Retype precisely the section of the data that starts at the line containing "Where can the village" and runs to its final line, ends included.

— begin Input data —

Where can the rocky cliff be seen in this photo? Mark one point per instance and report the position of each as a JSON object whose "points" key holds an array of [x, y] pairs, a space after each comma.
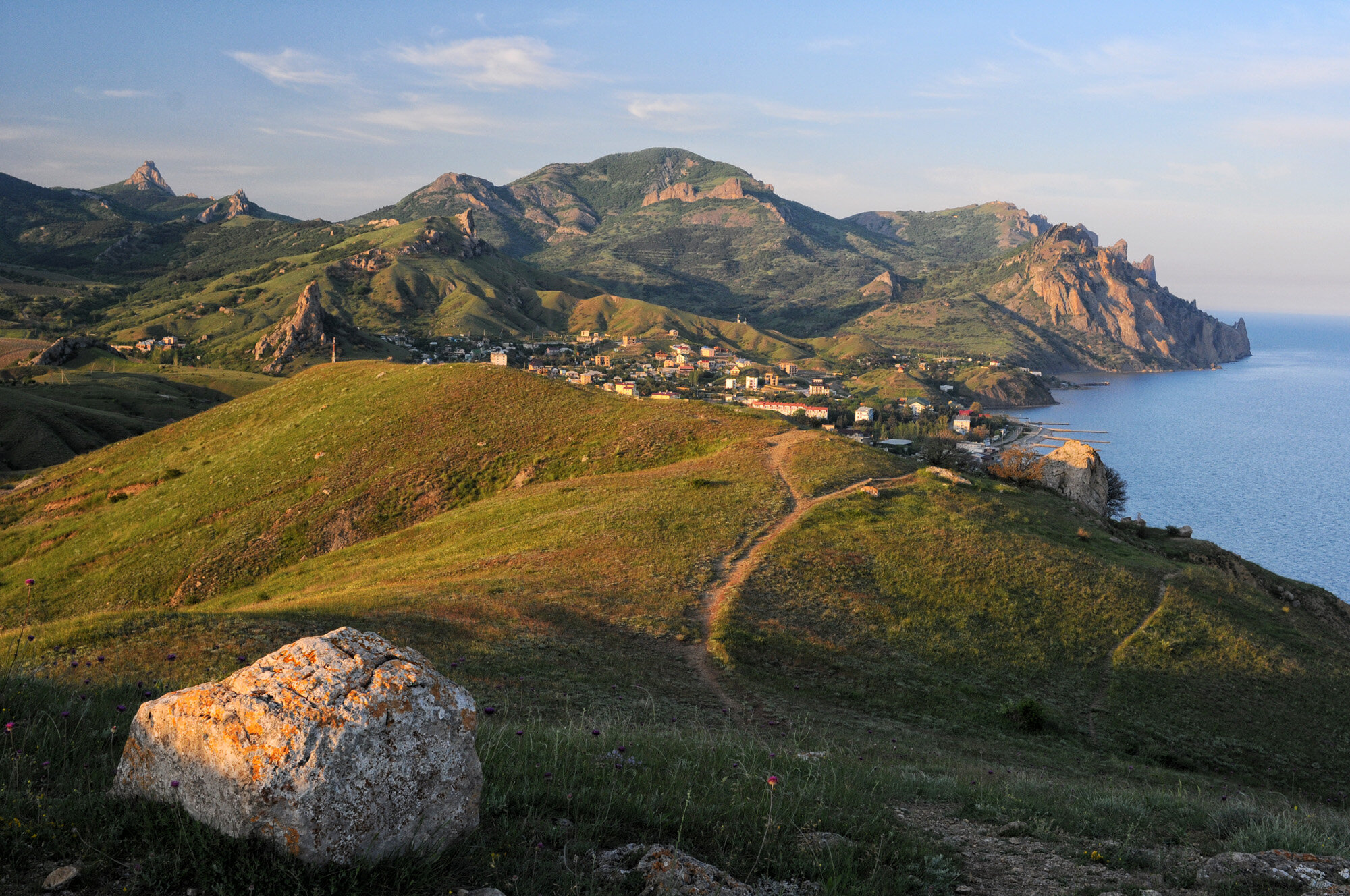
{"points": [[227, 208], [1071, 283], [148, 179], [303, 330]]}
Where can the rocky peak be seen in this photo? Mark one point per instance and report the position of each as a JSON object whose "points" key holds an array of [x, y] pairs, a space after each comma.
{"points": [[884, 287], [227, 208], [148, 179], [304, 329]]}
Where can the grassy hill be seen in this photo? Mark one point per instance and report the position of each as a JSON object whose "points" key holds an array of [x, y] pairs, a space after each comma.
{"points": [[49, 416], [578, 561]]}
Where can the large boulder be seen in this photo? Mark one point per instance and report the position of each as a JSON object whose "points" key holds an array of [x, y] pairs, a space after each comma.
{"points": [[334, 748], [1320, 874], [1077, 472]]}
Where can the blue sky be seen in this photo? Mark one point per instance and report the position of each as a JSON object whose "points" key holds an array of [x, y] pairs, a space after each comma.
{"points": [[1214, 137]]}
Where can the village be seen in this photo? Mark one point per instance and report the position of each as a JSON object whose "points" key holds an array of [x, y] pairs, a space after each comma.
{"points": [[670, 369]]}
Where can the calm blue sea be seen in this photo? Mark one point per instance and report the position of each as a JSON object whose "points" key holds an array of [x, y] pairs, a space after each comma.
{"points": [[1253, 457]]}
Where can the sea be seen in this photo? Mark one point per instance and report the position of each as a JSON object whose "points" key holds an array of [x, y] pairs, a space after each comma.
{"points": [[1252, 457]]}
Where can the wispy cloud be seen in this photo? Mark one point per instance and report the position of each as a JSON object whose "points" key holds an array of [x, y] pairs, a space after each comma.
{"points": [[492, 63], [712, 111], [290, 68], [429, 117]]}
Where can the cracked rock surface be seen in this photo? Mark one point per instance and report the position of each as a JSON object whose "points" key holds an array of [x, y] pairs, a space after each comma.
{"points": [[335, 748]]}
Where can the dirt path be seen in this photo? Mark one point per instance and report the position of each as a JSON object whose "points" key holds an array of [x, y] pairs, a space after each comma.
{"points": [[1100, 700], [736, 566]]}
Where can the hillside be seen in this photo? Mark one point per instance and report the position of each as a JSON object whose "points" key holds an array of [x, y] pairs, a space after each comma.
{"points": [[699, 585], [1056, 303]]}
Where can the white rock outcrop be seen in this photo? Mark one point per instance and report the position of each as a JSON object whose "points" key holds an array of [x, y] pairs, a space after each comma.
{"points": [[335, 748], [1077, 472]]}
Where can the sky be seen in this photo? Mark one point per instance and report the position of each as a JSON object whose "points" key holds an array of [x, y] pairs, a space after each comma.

— end Input data —

- [Solution to this problem]
Where can the village be seen in this photo? Mark one point per instance and report the position of each as a JSON object whose "points" key holds an array of [x, y] pairs, a space after each comma.
{"points": [[670, 369]]}
Where can the calm blue sea be seen in this photo? Mark one point per instance and report the position of each as a JSON object whose "points" key holds an array of [x, y] pairs, a space after each comma.
{"points": [[1253, 457]]}
Where can the sea be seen in this photo? Mark one point per instance and report the position of each as a JSON object whose "points" key holds an array of [x, y] pairs, a space after each comma.
{"points": [[1252, 457]]}
Where can the wispy cloud be seen in this photo? Mark one point per instance and report the position of each as a JSON object whose "points" key holds an array of [x, y] pairs, a space after each comma.
{"points": [[492, 63], [712, 111], [290, 68], [429, 117]]}
Where can the cracked rock surface be seen in this photo? Mark one point per instance and report the position of each as a JSON object whose "points" key holds an array of [x, y] pairs, a space after each comma.
{"points": [[335, 748]]}
Where can the dirt path be seen in this photo? Mark one point per instance and report the position of each as a JSON object whose "points" key holds an array of [x, y] pairs, a space after each comma.
{"points": [[1100, 700], [736, 566]]}
Where can the hillside be seen in this photo? Mark one point per instance and report the position of each as a JSON object whose "points" key holds an array of [x, y] pairs, a space after each comma.
{"points": [[699, 585], [1056, 303]]}
Where can the white rock outcrop be seen in this photo? Mark one point per instance and report the position of each as a JSON object whose "points" key holds an array of [x, y] pairs, a space after each comma.
{"points": [[335, 748], [1077, 472]]}
Where can the sky be seen in this photo? Mark one point per instance and report the position of each as a JSON object whose "points" key holds an array of [x, y] pairs, a space after each comma.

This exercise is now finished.